* _EXERCISE AIM_
Exactly transcribe the span of lines from the one containing "[pin] security camera" through the final line of the entries, inclusive, and nothing outside it. Exclude the pictures.

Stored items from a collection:
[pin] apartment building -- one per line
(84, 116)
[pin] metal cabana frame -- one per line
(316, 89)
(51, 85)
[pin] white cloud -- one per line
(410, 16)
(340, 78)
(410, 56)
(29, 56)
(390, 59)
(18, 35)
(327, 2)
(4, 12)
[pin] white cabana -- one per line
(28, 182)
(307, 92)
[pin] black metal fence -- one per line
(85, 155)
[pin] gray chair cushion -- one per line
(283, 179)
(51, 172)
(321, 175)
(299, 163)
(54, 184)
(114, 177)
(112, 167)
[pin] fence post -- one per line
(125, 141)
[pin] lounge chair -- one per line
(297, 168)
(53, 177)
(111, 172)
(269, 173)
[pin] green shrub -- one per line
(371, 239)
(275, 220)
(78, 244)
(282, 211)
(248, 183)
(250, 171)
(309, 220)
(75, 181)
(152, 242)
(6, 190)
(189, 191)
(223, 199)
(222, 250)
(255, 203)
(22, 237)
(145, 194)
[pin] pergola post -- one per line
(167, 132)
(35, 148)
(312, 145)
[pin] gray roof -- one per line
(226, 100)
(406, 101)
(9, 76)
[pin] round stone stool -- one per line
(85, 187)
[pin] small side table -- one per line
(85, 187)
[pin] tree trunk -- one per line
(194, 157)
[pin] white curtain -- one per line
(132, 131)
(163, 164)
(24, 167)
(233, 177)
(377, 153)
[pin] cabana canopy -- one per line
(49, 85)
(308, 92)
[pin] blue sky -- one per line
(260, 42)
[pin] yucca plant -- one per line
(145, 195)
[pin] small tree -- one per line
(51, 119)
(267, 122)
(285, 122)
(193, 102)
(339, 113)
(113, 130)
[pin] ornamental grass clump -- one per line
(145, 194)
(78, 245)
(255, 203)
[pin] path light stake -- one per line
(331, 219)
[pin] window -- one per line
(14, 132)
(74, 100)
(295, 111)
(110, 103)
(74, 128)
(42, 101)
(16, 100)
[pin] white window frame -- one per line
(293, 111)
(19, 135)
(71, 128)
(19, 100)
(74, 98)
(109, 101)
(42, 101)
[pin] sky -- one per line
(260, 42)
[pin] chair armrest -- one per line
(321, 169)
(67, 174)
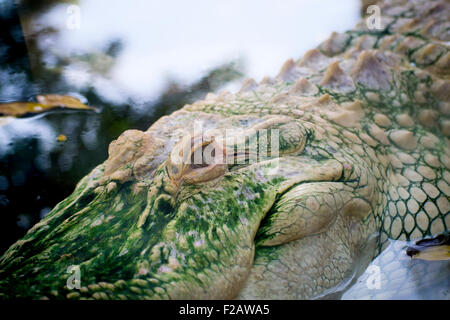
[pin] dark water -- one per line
(37, 171)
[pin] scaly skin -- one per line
(364, 126)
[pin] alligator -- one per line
(299, 177)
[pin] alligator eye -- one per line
(196, 160)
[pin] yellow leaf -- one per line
(44, 103)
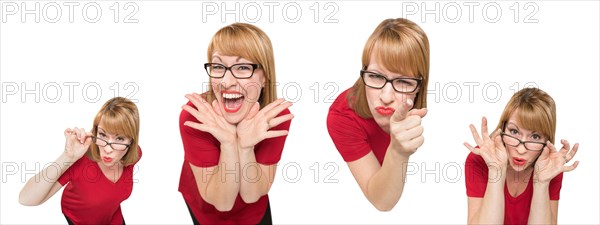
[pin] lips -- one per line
(519, 161)
(232, 101)
(384, 111)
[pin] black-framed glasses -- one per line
(116, 146)
(240, 70)
(515, 142)
(402, 84)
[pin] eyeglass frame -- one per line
(502, 134)
(254, 67)
(419, 81)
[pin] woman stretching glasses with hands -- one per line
(514, 175)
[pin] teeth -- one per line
(232, 96)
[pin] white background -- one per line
(162, 56)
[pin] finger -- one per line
(198, 126)
(471, 148)
(475, 135)
(275, 133)
(277, 109)
(551, 146)
(484, 129)
(402, 111)
(253, 111)
(498, 140)
(419, 112)
(216, 108)
(545, 153)
(571, 167)
(278, 120)
(273, 104)
(573, 151)
(194, 112)
(199, 102)
(566, 146)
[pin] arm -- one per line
(382, 185)
(257, 178)
(490, 208)
(216, 184)
(550, 164)
(44, 185)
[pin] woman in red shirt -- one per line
(234, 133)
(98, 182)
(514, 175)
(376, 124)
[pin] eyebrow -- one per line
(219, 58)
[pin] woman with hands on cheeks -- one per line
(233, 135)
(376, 124)
(514, 175)
(96, 167)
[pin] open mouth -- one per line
(519, 161)
(232, 101)
(384, 111)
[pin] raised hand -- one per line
(255, 126)
(77, 142)
(552, 162)
(210, 118)
(406, 131)
(491, 147)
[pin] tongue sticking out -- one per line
(233, 105)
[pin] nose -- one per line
(521, 149)
(108, 149)
(387, 94)
(228, 79)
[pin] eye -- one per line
(375, 76)
(244, 67)
(217, 67)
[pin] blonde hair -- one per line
(118, 116)
(402, 47)
(535, 109)
(251, 43)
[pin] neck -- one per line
(518, 176)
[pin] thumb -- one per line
(253, 111)
(419, 112)
(402, 111)
(216, 108)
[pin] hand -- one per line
(552, 162)
(77, 143)
(490, 148)
(406, 131)
(211, 119)
(255, 126)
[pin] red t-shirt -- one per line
(354, 136)
(90, 197)
(202, 150)
(516, 209)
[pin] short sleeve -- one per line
(269, 151)
(346, 134)
(476, 176)
(555, 186)
(201, 149)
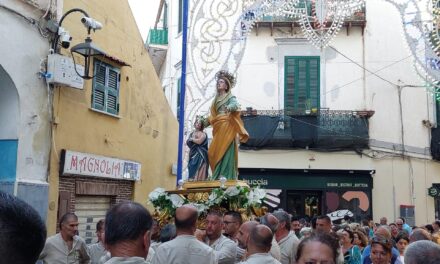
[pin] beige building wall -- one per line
(145, 131)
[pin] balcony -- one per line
(435, 143)
(321, 130)
(358, 19)
(158, 37)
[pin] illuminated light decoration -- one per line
(421, 32)
(320, 20)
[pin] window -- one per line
(178, 98)
(105, 95)
(165, 16)
(301, 84)
(180, 21)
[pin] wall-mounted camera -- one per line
(65, 37)
(89, 22)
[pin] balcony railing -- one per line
(321, 129)
(435, 143)
(158, 36)
(358, 16)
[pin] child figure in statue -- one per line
(226, 123)
(198, 154)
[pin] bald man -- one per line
(244, 232)
(382, 231)
(185, 248)
(258, 246)
(272, 222)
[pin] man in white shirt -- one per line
(224, 248)
(286, 239)
(185, 248)
(97, 250)
(258, 246)
(272, 222)
(66, 247)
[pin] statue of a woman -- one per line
(226, 123)
(198, 154)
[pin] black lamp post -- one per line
(86, 49)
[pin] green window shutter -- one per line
(289, 83)
(105, 96)
(113, 91)
(302, 84)
(99, 94)
(314, 82)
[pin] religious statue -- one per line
(198, 154)
(226, 123)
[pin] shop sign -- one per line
(77, 163)
(433, 191)
(275, 181)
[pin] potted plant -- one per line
(308, 104)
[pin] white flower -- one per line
(154, 195)
(200, 207)
(259, 193)
(256, 196)
(232, 191)
(176, 200)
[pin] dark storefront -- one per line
(315, 192)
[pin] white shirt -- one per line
(288, 247)
(184, 249)
(260, 258)
(56, 251)
(96, 252)
(275, 250)
(225, 250)
(128, 260)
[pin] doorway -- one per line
(304, 203)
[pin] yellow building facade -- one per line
(89, 140)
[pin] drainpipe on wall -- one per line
(182, 91)
(364, 75)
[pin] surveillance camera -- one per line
(91, 23)
(65, 37)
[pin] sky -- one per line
(144, 11)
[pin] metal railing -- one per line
(320, 129)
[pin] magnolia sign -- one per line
(77, 163)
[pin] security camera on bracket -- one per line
(88, 49)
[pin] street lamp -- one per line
(87, 49)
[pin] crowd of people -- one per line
(129, 234)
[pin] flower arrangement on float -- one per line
(245, 200)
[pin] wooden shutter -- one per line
(113, 91)
(302, 84)
(63, 203)
(105, 96)
(314, 82)
(289, 83)
(98, 94)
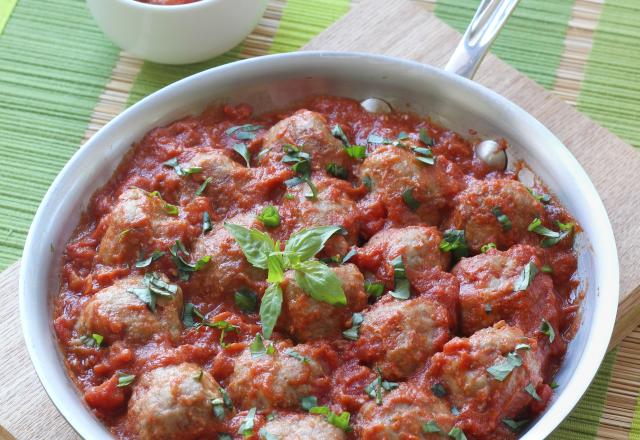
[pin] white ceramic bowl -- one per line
(177, 34)
(273, 82)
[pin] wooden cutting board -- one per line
(403, 29)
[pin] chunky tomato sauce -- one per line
(459, 289)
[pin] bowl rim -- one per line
(606, 306)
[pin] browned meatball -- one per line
(478, 207)
(394, 170)
(307, 319)
(228, 269)
(402, 415)
(117, 314)
(139, 221)
(280, 380)
(398, 337)
(173, 402)
(308, 131)
(486, 376)
(302, 427)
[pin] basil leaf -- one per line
(125, 380)
(502, 368)
(407, 196)
(402, 288)
(454, 241)
(532, 392)
(308, 402)
(256, 245)
(270, 216)
(547, 329)
(337, 132)
(156, 255)
(246, 427)
(502, 218)
(457, 434)
(353, 333)
(514, 425)
(246, 300)
(203, 186)
(320, 282)
(206, 222)
(308, 242)
(270, 308)
(430, 427)
(337, 171)
(525, 278)
(425, 138)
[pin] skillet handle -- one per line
(483, 29)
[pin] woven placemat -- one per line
(61, 80)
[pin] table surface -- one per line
(60, 83)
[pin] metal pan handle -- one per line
(476, 41)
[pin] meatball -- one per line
(302, 427)
(392, 171)
(281, 379)
(485, 376)
(398, 337)
(479, 206)
(417, 245)
(487, 292)
(332, 206)
(173, 401)
(307, 319)
(139, 220)
(308, 131)
(117, 314)
(228, 269)
(402, 414)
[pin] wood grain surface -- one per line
(407, 30)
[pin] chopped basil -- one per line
(353, 333)
(407, 196)
(373, 289)
(156, 255)
(246, 427)
(513, 425)
(308, 402)
(547, 329)
(337, 171)
(298, 356)
(486, 247)
(501, 369)
(375, 388)
(425, 138)
(530, 389)
(401, 288)
(203, 186)
(502, 218)
(173, 163)
(246, 300)
(243, 151)
(457, 434)
(525, 278)
(125, 380)
(438, 389)
(270, 308)
(454, 241)
(340, 421)
(206, 222)
(270, 216)
(430, 426)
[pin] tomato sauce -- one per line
(86, 270)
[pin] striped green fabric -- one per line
(51, 76)
(532, 40)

* _EXERCISE OUTPUT_
[pin] security camera on bracket -- one per line
(88, 49)
[pin] street lamp -- one per line
(87, 49)
[pin] crowd of people -- one per line
(129, 234)
[pin] flower arrangement on float -- one per line
(245, 200)
[pin] wooden shutter -- one per line
(113, 91)
(302, 84)
(63, 203)
(105, 96)
(314, 82)
(289, 83)
(98, 94)
[pin] white ceramic bowl -- one per line
(177, 34)
(273, 82)
[pin] wooden cutting board -- one per line
(403, 29)
[pin] chunky tomato sauce -- one per line
(459, 289)
[pin] bowl rim -- one per line
(606, 306)
[pin] browned meatball -- one per line
(478, 207)
(394, 170)
(307, 319)
(228, 269)
(402, 415)
(117, 314)
(139, 221)
(280, 380)
(398, 337)
(173, 402)
(308, 131)
(486, 376)
(302, 427)
[pin] basil leaf -- one per line
(125, 380)
(502, 368)
(407, 196)
(402, 288)
(454, 241)
(532, 392)
(308, 402)
(256, 245)
(270, 216)
(547, 329)
(337, 132)
(156, 255)
(246, 427)
(502, 218)
(457, 434)
(353, 333)
(514, 425)
(246, 300)
(203, 186)
(320, 282)
(206, 222)
(308, 242)
(270, 308)
(430, 427)
(337, 171)
(525, 278)
(425, 138)
[pin] skillet handle -- one per line
(483, 29)
[pin] woven placemat -- one per line
(61, 80)
[pin] table surface -- one per line
(60, 83)
[pin] metal pan handle -- one per line
(476, 41)
[pin] meatball -- one per line
(302, 427)
(392, 171)
(281, 379)
(485, 376)
(398, 337)
(479, 206)
(417, 245)
(487, 292)
(332, 206)
(173, 401)
(307, 319)
(139, 220)
(308, 131)
(117, 314)
(228, 269)
(402, 414)
[pin] wood grain surface -- one per line
(407, 30)
[pin] chopped basil -- one per line
(353, 333)
(407, 196)
(373, 289)
(156, 255)
(246, 427)
(513, 425)
(308, 402)
(547, 329)
(337, 171)
(298, 356)
(486, 247)
(501, 369)
(375, 388)
(425, 138)
(530, 389)
(401, 288)
(203, 186)
(502, 218)
(173, 163)
(246, 300)
(243, 151)
(457, 434)
(525, 278)
(125, 380)
(438, 389)
(270, 308)
(454, 241)
(340, 421)
(206, 222)
(270, 216)
(430, 426)
[pin] tomato sauce -- one per line
(86, 270)
[pin] striped green fabric -- one per line
(51, 76)
(532, 40)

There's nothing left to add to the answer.